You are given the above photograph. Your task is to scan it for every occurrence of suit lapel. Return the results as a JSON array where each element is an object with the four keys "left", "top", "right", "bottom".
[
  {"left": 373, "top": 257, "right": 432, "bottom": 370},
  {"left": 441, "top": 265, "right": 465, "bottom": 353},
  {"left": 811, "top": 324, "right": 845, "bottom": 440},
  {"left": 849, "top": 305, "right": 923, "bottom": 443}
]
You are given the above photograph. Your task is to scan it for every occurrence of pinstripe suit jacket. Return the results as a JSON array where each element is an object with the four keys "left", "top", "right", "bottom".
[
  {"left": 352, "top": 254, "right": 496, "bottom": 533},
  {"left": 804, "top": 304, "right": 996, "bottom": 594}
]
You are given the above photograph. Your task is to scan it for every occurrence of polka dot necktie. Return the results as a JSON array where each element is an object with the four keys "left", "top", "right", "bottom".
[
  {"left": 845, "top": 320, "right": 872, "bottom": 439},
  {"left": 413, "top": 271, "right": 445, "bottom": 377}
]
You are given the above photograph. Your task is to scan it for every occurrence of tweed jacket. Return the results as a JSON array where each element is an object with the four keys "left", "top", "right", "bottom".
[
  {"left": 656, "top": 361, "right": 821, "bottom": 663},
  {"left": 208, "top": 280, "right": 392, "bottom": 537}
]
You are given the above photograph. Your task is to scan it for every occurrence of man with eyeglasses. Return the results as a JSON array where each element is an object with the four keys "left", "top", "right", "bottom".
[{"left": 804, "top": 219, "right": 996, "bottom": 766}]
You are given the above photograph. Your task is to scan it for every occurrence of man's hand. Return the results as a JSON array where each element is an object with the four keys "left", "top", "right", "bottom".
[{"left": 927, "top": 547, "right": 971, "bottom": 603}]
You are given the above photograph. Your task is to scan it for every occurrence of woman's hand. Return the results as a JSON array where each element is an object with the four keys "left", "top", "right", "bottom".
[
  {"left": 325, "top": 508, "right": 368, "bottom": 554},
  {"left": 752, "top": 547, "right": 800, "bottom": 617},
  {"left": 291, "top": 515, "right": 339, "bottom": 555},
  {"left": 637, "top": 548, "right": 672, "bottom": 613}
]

□ □ □ □

— What to do —
Your answer must be the complete listing, retyped exactly.

— Solution below —
You are given the above photograph. Your task is to scan it for every occurrence of suit lapel. Return the results as a JSON array where each element is an object with the four keys "left", "top", "right", "bottom".
[
  {"left": 373, "top": 257, "right": 432, "bottom": 370},
  {"left": 441, "top": 265, "right": 465, "bottom": 353},
  {"left": 811, "top": 324, "right": 845, "bottom": 440},
  {"left": 849, "top": 305, "right": 923, "bottom": 443}
]
You are given the above photograph. Your task is to scan it for every occurrence of pinstripe suit jacket. Return the results as a JSON array where each element is an object with the four keys "left", "top", "right", "bottom".
[
  {"left": 352, "top": 254, "right": 496, "bottom": 533},
  {"left": 804, "top": 304, "right": 996, "bottom": 594}
]
You are given the above photograph. Your task is to scan it for every occurrence of polka dot necktie. Return the results as a JSON array where each element is an object with the four keys "left", "top", "right", "bottom".
[
  {"left": 845, "top": 320, "right": 872, "bottom": 439},
  {"left": 413, "top": 271, "right": 445, "bottom": 377}
]
You are given the above photograph. Your task is to scan it for every occurrence of tweed jacket. Return the results as a JSON array where each element is an object with the four keys "left", "top", "right", "bottom".
[
  {"left": 656, "top": 361, "right": 821, "bottom": 663},
  {"left": 208, "top": 280, "right": 392, "bottom": 537}
]
You are given the above photograph. Your task is to scan it for every occurrence of man with eyeglasses. Return the results as a JSON array where each element is an object with the four keys "left", "top", "right", "bottom".
[{"left": 804, "top": 219, "right": 996, "bottom": 766}]
You are given the above photograph. Your task is to scan it for every occurrence of man's hand. Return the results as a JSON array where each element is an object with the four keys "left", "top", "right", "bottom".
[{"left": 927, "top": 547, "right": 971, "bottom": 603}]
You are given the above photograph. Your task is to scan it for every occurrence of woman's hand. Return the results as a JSON array where each element is an object with the four keys "left", "top", "right", "bottom".
[
  {"left": 325, "top": 508, "right": 368, "bottom": 554},
  {"left": 752, "top": 547, "right": 800, "bottom": 617},
  {"left": 291, "top": 515, "right": 339, "bottom": 555},
  {"left": 637, "top": 548, "right": 672, "bottom": 613}
]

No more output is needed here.